From the line containing "Target: snow streak on slope" down to the last line of the records below, copy every line exactly. Leave out everything before it.

::::

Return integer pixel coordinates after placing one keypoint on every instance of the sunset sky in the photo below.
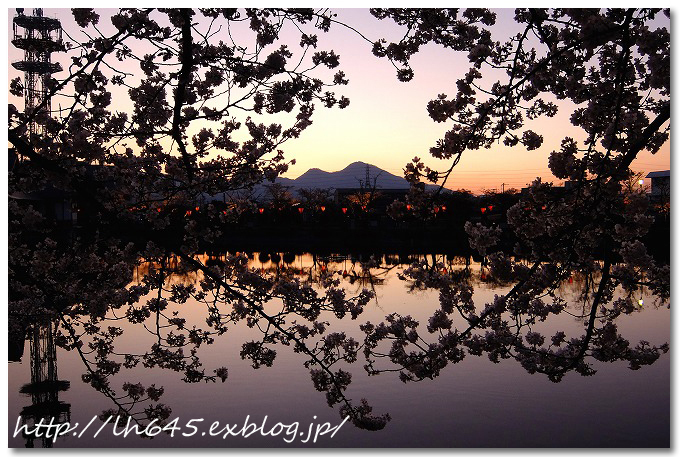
(387, 123)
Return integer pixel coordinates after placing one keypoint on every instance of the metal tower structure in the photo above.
(39, 37)
(45, 385)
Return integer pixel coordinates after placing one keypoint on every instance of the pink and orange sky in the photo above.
(387, 124)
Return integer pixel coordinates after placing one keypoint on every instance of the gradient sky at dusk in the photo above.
(387, 123)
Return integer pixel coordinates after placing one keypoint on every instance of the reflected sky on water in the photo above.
(474, 403)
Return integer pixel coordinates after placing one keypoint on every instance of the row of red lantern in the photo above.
(409, 207)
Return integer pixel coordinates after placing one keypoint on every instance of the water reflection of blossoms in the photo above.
(289, 302)
(505, 328)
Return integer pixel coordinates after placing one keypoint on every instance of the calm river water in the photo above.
(475, 403)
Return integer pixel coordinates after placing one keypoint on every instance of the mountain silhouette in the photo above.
(350, 177)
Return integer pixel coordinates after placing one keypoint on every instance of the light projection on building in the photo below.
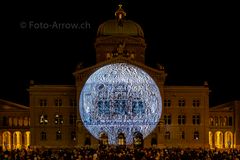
(120, 99)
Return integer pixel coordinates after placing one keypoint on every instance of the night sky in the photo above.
(196, 42)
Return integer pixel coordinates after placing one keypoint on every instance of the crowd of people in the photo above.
(120, 153)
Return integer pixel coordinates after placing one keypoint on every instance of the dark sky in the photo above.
(195, 41)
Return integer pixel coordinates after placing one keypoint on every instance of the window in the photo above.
(196, 135)
(73, 136)
(167, 119)
(181, 119)
(58, 119)
(43, 136)
(167, 103)
(72, 119)
(196, 119)
(43, 119)
(167, 135)
(5, 121)
(181, 102)
(211, 122)
(58, 135)
(73, 102)
(43, 102)
(225, 121)
(221, 121)
(216, 121)
(196, 103)
(58, 102)
(183, 135)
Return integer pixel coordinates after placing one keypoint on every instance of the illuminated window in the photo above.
(183, 135)
(230, 121)
(72, 119)
(122, 96)
(196, 103)
(167, 103)
(58, 135)
(43, 102)
(196, 135)
(181, 102)
(225, 121)
(196, 119)
(167, 135)
(167, 119)
(73, 135)
(58, 119)
(73, 102)
(5, 121)
(58, 102)
(43, 136)
(181, 119)
(211, 121)
(43, 119)
(221, 121)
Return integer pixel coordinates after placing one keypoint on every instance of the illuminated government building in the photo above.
(115, 87)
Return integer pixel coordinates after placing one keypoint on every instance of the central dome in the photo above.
(127, 27)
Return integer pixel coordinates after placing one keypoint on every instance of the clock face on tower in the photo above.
(120, 98)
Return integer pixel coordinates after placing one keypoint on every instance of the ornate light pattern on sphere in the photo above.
(120, 98)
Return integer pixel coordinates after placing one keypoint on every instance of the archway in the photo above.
(138, 140)
(6, 140)
(228, 136)
(218, 137)
(211, 139)
(17, 140)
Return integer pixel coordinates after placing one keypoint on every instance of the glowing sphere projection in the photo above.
(120, 98)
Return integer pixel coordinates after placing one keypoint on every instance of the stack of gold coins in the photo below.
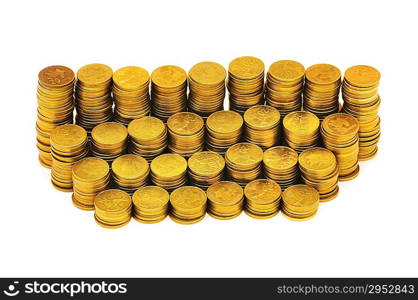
(55, 106)
(223, 130)
(300, 202)
(93, 95)
(262, 198)
(90, 176)
(130, 172)
(68, 145)
(207, 88)
(243, 162)
(225, 200)
(131, 94)
(168, 91)
(109, 140)
(280, 164)
(113, 208)
(206, 168)
(319, 169)
(285, 85)
(322, 89)
(186, 133)
(245, 83)
(148, 137)
(340, 135)
(169, 171)
(188, 205)
(150, 204)
(262, 125)
(301, 130)
(361, 100)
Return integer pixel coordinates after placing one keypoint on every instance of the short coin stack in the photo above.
(262, 125)
(207, 88)
(225, 200)
(319, 169)
(301, 130)
(131, 94)
(245, 83)
(322, 88)
(90, 176)
(361, 100)
(262, 198)
(188, 205)
(340, 135)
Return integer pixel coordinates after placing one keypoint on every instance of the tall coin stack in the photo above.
(262, 125)
(93, 95)
(186, 133)
(245, 83)
(340, 135)
(68, 145)
(207, 88)
(322, 89)
(131, 94)
(168, 91)
(319, 169)
(55, 106)
(362, 100)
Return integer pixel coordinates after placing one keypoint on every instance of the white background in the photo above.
(369, 230)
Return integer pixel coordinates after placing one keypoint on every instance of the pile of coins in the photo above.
(319, 169)
(301, 130)
(168, 91)
(362, 100)
(262, 125)
(131, 94)
(322, 88)
(285, 85)
(245, 83)
(207, 88)
(224, 129)
(340, 135)
(55, 106)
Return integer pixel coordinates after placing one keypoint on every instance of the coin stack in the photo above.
(186, 133)
(319, 169)
(245, 83)
(322, 89)
(262, 198)
(130, 172)
(223, 130)
(109, 140)
(169, 171)
(188, 205)
(285, 85)
(300, 202)
(340, 135)
(148, 137)
(90, 176)
(225, 200)
(55, 106)
(243, 162)
(150, 204)
(113, 208)
(205, 168)
(68, 145)
(280, 164)
(168, 91)
(93, 95)
(301, 130)
(361, 100)
(262, 124)
(131, 94)
(207, 88)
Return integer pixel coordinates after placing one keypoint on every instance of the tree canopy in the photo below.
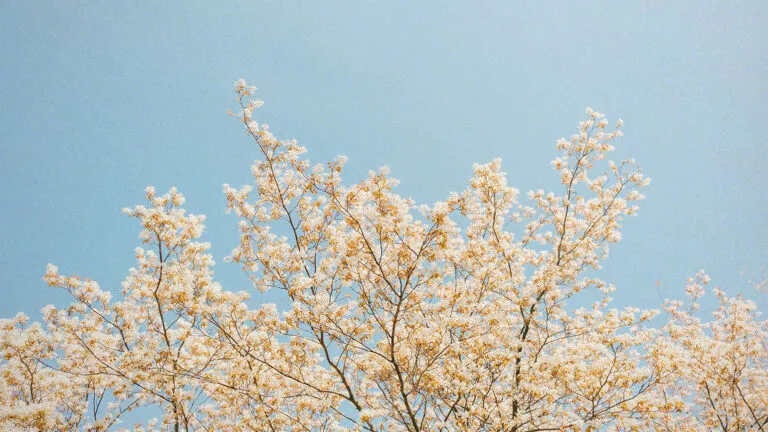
(446, 317)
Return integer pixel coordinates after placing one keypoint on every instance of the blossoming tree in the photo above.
(450, 317)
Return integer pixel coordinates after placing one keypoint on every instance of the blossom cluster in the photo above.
(448, 317)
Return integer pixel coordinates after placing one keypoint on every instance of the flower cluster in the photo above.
(449, 317)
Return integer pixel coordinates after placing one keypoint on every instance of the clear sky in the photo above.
(100, 99)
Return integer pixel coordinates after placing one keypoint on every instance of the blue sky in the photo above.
(100, 99)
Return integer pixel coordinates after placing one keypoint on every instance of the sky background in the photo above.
(100, 99)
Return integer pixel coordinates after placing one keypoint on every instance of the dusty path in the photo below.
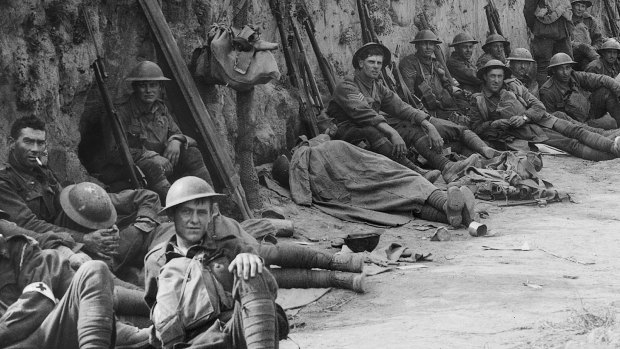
(469, 297)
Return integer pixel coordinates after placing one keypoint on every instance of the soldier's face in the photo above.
(371, 66)
(466, 50)
(494, 80)
(191, 220)
(562, 73)
(521, 68)
(148, 91)
(579, 9)
(30, 145)
(425, 48)
(610, 56)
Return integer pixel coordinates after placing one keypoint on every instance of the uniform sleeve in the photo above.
(14, 205)
(462, 73)
(593, 81)
(144, 202)
(395, 107)
(352, 101)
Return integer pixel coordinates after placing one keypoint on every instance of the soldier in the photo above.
(426, 78)
(507, 113)
(45, 304)
(494, 48)
(522, 64)
(229, 301)
(156, 143)
(460, 64)
(586, 36)
(585, 97)
(607, 62)
(364, 108)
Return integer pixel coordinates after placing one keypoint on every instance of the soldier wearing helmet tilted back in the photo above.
(521, 63)
(607, 63)
(156, 143)
(585, 97)
(460, 64)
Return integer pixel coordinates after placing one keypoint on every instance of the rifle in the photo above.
(326, 68)
(116, 125)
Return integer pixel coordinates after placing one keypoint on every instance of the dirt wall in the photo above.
(45, 57)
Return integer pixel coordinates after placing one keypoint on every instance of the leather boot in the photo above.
(453, 170)
(472, 141)
(303, 278)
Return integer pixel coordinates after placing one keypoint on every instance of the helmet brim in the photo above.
(77, 217)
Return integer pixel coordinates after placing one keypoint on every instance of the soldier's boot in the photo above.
(303, 278)
(294, 256)
(161, 188)
(258, 311)
(473, 141)
(469, 206)
(454, 170)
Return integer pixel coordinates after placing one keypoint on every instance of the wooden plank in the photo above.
(190, 105)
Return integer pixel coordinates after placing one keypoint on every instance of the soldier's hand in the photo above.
(400, 148)
(103, 241)
(517, 121)
(247, 265)
(173, 151)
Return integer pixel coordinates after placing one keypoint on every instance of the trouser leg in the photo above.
(84, 316)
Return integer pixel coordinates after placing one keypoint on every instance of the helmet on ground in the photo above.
(462, 38)
(280, 170)
(521, 54)
(588, 3)
(88, 205)
(187, 189)
(146, 71)
(493, 64)
(387, 55)
(426, 35)
(560, 58)
(495, 38)
(610, 44)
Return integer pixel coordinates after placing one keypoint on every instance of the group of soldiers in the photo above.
(74, 260)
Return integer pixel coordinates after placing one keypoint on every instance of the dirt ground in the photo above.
(561, 293)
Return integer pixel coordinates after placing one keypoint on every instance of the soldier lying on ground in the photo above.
(156, 143)
(366, 110)
(607, 62)
(460, 64)
(505, 112)
(494, 48)
(212, 286)
(427, 79)
(585, 97)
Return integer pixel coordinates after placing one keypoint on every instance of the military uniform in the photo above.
(44, 304)
(215, 319)
(464, 71)
(540, 127)
(587, 99)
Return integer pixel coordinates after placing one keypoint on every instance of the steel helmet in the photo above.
(521, 54)
(588, 3)
(610, 44)
(494, 63)
(426, 35)
(88, 205)
(560, 58)
(146, 71)
(462, 38)
(187, 189)
(495, 38)
(387, 55)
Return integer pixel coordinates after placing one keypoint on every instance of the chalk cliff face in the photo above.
(46, 52)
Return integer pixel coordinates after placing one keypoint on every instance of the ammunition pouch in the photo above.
(235, 58)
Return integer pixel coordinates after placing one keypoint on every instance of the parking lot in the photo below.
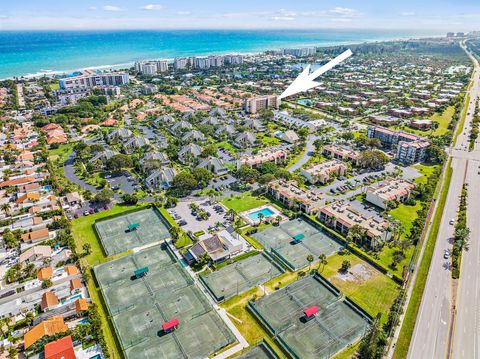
(191, 222)
(124, 182)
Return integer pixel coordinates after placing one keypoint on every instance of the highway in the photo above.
(431, 333)
(466, 334)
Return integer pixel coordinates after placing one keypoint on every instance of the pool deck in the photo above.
(246, 214)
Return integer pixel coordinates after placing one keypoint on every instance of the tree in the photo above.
(208, 151)
(47, 283)
(345, 266)
(174, 233)
(11, 241)
(129, 199)
(104, 196)
(87, 249)
(247, 174)
(261, 216)
(322, 261)
(183, 184)
(118, 162)
(202, 175)
(310, 259)
(266, 178)
(373, 159)
(6, 207)
(373, 343)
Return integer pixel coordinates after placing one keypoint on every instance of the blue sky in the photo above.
(459, 15)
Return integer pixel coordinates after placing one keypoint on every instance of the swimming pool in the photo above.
(267, 212)
(71, 299)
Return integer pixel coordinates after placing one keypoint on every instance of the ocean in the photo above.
(29, 53)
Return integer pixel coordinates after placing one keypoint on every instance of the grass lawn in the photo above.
(443, 120)
(227, 146)
(425, 170)
(243, 202)
(406, 215)
(406, 332)
(375, 294)
(83, 232)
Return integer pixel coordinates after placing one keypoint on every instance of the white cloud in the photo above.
(283, 18)
(112, 8)
(152, 7)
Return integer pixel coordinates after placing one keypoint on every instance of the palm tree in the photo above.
(322, 261)
(174, 233)
(261, 216)
(310, 260)
(6, 207)
(278, 220)
(231, 212)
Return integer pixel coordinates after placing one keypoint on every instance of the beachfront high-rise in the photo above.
(253, 105)
(90, 79)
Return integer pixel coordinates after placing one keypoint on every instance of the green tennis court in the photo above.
(139, 306)
(295, 240)
(337, 324)
(131, 230)
(238, 277)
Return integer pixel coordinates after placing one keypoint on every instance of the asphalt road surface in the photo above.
(431, 333)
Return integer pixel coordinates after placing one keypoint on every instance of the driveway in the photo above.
(69, 171)
(183, 210)
(309, 148)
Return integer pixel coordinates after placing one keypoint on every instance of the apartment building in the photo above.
(341, 153)
(341, 216)
(410, 148)
(388, 191)
(323, 172)
(181, 63)
(274, 154)
(253, 105)
(90, 79)
(294, 196)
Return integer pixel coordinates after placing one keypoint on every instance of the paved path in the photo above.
(309, 148)
(466, 333)
(69, 171)
(431, 334)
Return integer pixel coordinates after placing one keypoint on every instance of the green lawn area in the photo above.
(406, 214)
(83, 232)
(406, 332)
(375, 294)
(443, 120)
(243, 202)
(425, 170)
(227, 146)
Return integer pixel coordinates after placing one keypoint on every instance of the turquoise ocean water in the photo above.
(24, 53)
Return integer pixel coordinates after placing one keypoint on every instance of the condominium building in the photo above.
(294, 196)
(151, 68)
(341, 216)
(323, 171)
(89, 79)
(388, 191)
(181, 63)
(410, 148)
(253, 105)
(273, 154)
(201, 63)
(302, 52)
(341, 153)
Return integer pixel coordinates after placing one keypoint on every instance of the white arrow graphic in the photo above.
(305, 81)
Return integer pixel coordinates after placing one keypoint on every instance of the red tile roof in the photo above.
(60, 349)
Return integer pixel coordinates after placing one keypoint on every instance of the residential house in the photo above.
(324, 171)
(388, 191)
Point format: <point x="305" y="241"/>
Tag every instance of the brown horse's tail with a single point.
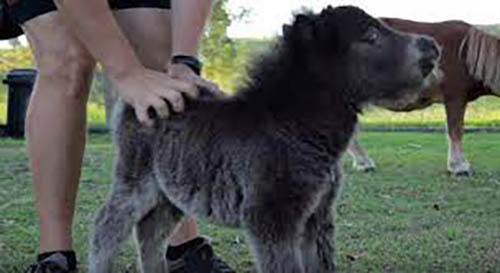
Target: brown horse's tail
<point x="482" y="57"/>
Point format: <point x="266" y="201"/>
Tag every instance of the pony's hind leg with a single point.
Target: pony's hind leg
<point x="274" y="237"/>
<point x="151" y="235"/>
<point x="318" y="239"/>
<point x="115" y="221"/>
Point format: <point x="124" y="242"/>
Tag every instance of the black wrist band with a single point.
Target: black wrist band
<point x="189" y="61"/>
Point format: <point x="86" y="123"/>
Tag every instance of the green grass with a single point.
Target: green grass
<point x="409" y="216"/>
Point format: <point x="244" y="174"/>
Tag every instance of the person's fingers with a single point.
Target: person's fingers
<point x="160" y="107"/>
<point x="179" y="85"/>
<point x="142" y="115"/>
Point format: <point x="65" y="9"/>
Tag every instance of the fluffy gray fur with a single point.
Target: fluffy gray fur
<point x="266" y="159"/>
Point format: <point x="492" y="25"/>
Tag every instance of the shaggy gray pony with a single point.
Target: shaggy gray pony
<point x="266" y="159"/>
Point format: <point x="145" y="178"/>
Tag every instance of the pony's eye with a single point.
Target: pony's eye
<point x="371" y="35"/>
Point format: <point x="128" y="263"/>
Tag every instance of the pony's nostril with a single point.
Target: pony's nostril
<point x="426" y="66"/>
<point x="428" y="47"/>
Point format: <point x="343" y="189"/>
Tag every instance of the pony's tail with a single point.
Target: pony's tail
<point x="482" y="57"/>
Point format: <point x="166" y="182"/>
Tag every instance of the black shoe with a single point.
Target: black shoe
<point x="199" y="259"/>
<point x="55" y="263"/>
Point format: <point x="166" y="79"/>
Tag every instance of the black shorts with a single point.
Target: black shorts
<point x="25" y="10"/>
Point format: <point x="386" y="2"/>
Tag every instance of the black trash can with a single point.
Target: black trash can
<point x="20" y="83"/>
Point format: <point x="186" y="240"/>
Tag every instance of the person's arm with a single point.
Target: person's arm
<point x="94" y="24"/>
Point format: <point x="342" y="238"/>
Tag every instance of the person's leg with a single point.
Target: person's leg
<point x="148" y="30"/>
<point x="55" y="125"/>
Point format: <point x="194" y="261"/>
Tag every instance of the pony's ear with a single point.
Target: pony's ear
<point x="305" y="25"/>
<point x="287" y="29"/>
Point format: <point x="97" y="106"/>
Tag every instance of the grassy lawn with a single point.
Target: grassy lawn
<point x="410" y="216"/>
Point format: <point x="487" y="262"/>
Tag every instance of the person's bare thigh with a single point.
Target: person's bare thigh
<point x="57" y="50"/>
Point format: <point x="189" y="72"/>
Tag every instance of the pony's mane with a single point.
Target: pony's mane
<point x="482" y="57"/>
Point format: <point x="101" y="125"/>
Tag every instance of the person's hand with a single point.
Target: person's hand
<point x="145" y="88"/>
<point x="184" y="73"/>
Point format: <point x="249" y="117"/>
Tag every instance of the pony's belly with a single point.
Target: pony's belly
<point x="218" y="200"/>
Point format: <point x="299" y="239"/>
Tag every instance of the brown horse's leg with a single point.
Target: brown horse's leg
<point x="361" y="160"/>
<point x="455" y="112"/>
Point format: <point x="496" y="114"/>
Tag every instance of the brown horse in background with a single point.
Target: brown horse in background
<point x="471" y="65"/>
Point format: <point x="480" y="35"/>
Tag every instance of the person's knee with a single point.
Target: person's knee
<point x="71" y="73"/>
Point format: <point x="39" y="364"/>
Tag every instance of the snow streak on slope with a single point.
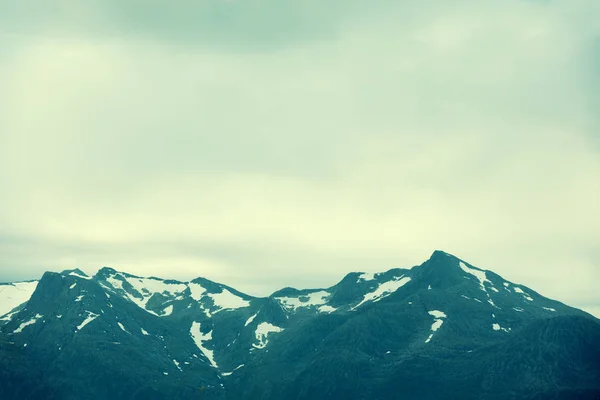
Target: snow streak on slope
<point x="480" y="275"/>
<point x="199" y="339"/>
<point x="437" y="322"/>
<point x="249" y="320"/>
<point x="262" y="332"/>
<point x="15" y="294"/>
<point x="28" y="323"/>
<point x="80" y="276"/>
<point x="306" y="300"/>
<point x="227" y="300"/>
<point x="384" y="290"/>
<point x="91" y="316"/>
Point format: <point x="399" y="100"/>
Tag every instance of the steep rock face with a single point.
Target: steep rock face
<point x="438" y="329"/>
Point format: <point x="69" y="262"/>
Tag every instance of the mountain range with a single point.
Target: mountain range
<point x="442" y="330"/>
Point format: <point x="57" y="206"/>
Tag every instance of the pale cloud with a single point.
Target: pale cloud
<point x="361" y="138"/>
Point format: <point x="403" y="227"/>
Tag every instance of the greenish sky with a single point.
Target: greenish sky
<point x="284" y="143"/>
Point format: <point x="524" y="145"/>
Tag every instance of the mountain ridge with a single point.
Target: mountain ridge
<point x="203" y="339"/>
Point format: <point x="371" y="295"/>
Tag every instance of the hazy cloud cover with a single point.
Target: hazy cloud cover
<point x="271" y="143"/>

::::

**Reply:**
Target: snow streak on slope
<point x="480" y="275"/>
<point x="199" y="339"/>
<point x="437" y="322"/>
<point x="249" y="320"/>
<point x="262" y="332"/>
<point x="15" y="294"/>
<point x="28" y="323"/>
<point x="80" y="276"/>
<point x="306" y="300"/>
<point x="227" y="300"/>
<point x="384" y="290"/>
<point x="91" y="316"/>
Point format: <point x="399" y="100"/>
Tag every instance of the steep rock face with a single point.
Target: steep rock face
<point x="438" y="329"/>
Point format: <point x="69" y="262"/>
Tag every instance of the mountain range with a single point.
Target: mountain range
<point x="442" y="330"/>
Point format: <point x="57" y="206"/>
Tag every instance of the pale cloud with a single point.
Target: pale cloud
<point x="361" y="138"/>
Point format: <point x="403" y="227"/>
Tag every instance of the greenish sky with a single point.
Target: greenish sky
<point x="284" y="143"/>
Point format: <point x="524" y="145"/>
Tag every instance of the mountain ridge with a single point.
Target: mountain ridge
<point x="203" y="339"/>
Point format: <point x="371" y="295"/>
Tag every instance of the hazy cloud cover with a single point.
Target: hazy cloud cover
<point x="271" y="143"/>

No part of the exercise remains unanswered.